(GIVEN DATA)
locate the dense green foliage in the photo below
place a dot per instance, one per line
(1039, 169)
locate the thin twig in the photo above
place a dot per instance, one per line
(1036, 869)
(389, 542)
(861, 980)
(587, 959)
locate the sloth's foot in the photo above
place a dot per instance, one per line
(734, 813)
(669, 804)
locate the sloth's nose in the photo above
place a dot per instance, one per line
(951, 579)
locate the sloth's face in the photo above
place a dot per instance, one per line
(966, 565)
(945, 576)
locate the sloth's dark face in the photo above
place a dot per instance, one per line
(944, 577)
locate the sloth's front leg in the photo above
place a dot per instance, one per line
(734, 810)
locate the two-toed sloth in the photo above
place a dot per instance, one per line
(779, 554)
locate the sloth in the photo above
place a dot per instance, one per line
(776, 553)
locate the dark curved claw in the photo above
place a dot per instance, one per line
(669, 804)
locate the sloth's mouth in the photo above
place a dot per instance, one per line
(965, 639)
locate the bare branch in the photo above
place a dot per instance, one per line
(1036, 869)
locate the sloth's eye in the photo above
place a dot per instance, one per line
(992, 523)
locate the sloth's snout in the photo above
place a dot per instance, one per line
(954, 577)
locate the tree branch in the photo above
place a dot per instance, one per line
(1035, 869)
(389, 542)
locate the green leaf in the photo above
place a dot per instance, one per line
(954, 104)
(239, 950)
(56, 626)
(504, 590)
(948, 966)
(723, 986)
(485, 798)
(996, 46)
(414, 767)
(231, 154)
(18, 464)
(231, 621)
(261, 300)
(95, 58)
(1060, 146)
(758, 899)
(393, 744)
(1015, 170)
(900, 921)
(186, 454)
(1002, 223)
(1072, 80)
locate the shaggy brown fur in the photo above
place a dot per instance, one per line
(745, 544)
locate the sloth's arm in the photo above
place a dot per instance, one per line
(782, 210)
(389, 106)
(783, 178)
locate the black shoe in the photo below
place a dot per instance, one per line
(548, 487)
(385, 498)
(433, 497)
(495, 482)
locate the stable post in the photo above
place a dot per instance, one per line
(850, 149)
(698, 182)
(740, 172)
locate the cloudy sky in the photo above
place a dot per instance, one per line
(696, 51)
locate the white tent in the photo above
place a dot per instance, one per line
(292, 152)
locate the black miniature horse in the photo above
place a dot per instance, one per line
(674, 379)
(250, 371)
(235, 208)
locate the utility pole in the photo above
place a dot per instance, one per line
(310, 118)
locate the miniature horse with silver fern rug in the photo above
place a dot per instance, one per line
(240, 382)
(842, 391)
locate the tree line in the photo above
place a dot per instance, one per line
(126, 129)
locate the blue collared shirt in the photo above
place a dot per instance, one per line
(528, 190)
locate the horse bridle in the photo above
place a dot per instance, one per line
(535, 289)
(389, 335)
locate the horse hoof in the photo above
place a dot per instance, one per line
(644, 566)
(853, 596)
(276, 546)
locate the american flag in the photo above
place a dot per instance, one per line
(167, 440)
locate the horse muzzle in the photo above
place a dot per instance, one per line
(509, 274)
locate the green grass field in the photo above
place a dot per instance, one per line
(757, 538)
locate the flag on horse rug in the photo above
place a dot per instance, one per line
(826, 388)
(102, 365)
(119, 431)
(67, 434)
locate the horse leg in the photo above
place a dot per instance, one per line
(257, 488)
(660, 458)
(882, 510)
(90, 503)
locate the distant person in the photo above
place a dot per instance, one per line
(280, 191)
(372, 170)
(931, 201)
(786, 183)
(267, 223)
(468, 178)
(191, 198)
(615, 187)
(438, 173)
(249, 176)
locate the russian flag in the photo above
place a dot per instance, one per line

(TASK PROMPT) Could you return the complete set of entries exactly?

(FINAL ANSWER)
locate the dense green foliage in the photo below
place a dot per instance, one per line
(1039, 169)
locate the thin twig in the photo above
place a dot per instance, one per line
(1036, 869)
(389, 542)
(861, 980)
(587, 959)
locate the sloth's foot in the photo above
place a dot per instance, one per line
(734, 813)
(669, 804)
locate the sloth's nose in the photo above
place a dot per instance, one per line
(951, 579)
locate the sloth's face in the photo above
place a dot per instance, one per line
(966, 565)
(945, 576)
locate the sloth's dark face in the photo above
place a dot per instance, one per line
(944, 577)
locate the sloth's front leg in the photo above
place a dot per instance, one per line
(734, 810)
locate the two-toed sloth in the photo above
place a dot per instance, one per line
(779, 554)
locate the sloth in the photo above
place a dot per instance, one per line
(776, 553)
locate the dark curved claw in the photo above
place a dot per instance, one per line
(669, 804)
locate the sloth's mouth in the photo above
place a dot per instance, one per line
(965, 639)
locate the bare branch in the photo above
place a dot per instance, one per line
(1036, 869)
locate the sloth's eye in the photo above
place a dot per instance, one per line
(992, 523)
locate the sloth's snout in the photo above
place a dot per instance, one per line
(954, 577)
locate the tree branch in the photo above
place a dot per instance, one per line
(1035, 869)
(389, 542)
locate the green leaf in the photo above
place a dot per instance, one per line
(954, 104)
(239, 950)
(56, 626)
(504, 590)
(948, 966)
(723, 986)
(485, 798)
(996, 46)
(414, 767)
(231, 154)
(18, 464)
(231, 621)
(261, 300)
(95, 58)
(1060, 146)
(758, 899)
(393, 744)
(1015, 170)
(900, 921)
(186, 454)
(1002, 223)
(1072, 80)
locate the shaggy brown fur in the photo above
place a dot per instance, one per line
(745, 544)
locate the sloth's arm in the photo above
place a dot per instance, one per line
(782, 210)
(389, 106)
(783, 178)
locate the black shoe in the photo below
place a dot per instance, one per line
(548, 487)
(385, 498)
(433, 497)
(495, 482)
locate the stable post in the photo above
place a dot per instance, one per line
(850, 149)
(698, 182)
(740, 172)
locate the cloudy sky in the photo above
place a dot per instance, one per line
(696, 51)
locate the white tent in the photo above
place a dot per instance, one per line
(292, 152)
locate the black miniature horse in the photo above
place a dot per instance, one per line
(674, 379)
(250, 371)
(235, 208)
locate the utility pole in the photo above
place a dot per instance, one per line
(310, 118)
locate the miniature horse with silver fern rug in the photo above
place a dot per instance, one per line
(240, 382)
(842, 391)
locate the tree line in the photo above
place a dot per instance, one per line
(126, 129)
locate the blue collared shirt in the photo above
place a dot per instance, one per line
(528, 190)
locate the horse bridle in the photo above
place a dot per instance, one per line
(535, 289)
(389, 335)
locate the horse hoof in the photo above
place a dot per instance, one per line
(644, 566)
(853, 596)
(276, 546)
locate the american flag in the photo above
place a dot per instance, one per line
(167, 440)
locate the horse muzzle in the photo above
place a dot per instance, one per line
(509, 274)
locate the green grass field in the photo above
place a dot per instance, one per line
(757, 538)
locate the flag on horse rug in the photo above
place a dot per instance, one per line
(826, 388)
(102, 365)
(119, 431)
(67, 434)
locate the horse leg in the photo above
place a dot per instance, one per line
(257, 488)
(660, 458)
(882, 510)
(90, 503)
locate the distant person in the photo above
place a dot per instance, one per line
(280, 191)
(372, 170)
(931, 201)
(786, 183)
(267, 223)
(468, 178)
(191, 198)
(615, 187)
(438, 173)
(249, 176)
locate the russian flag in the photo above
place a dot per instance, one per line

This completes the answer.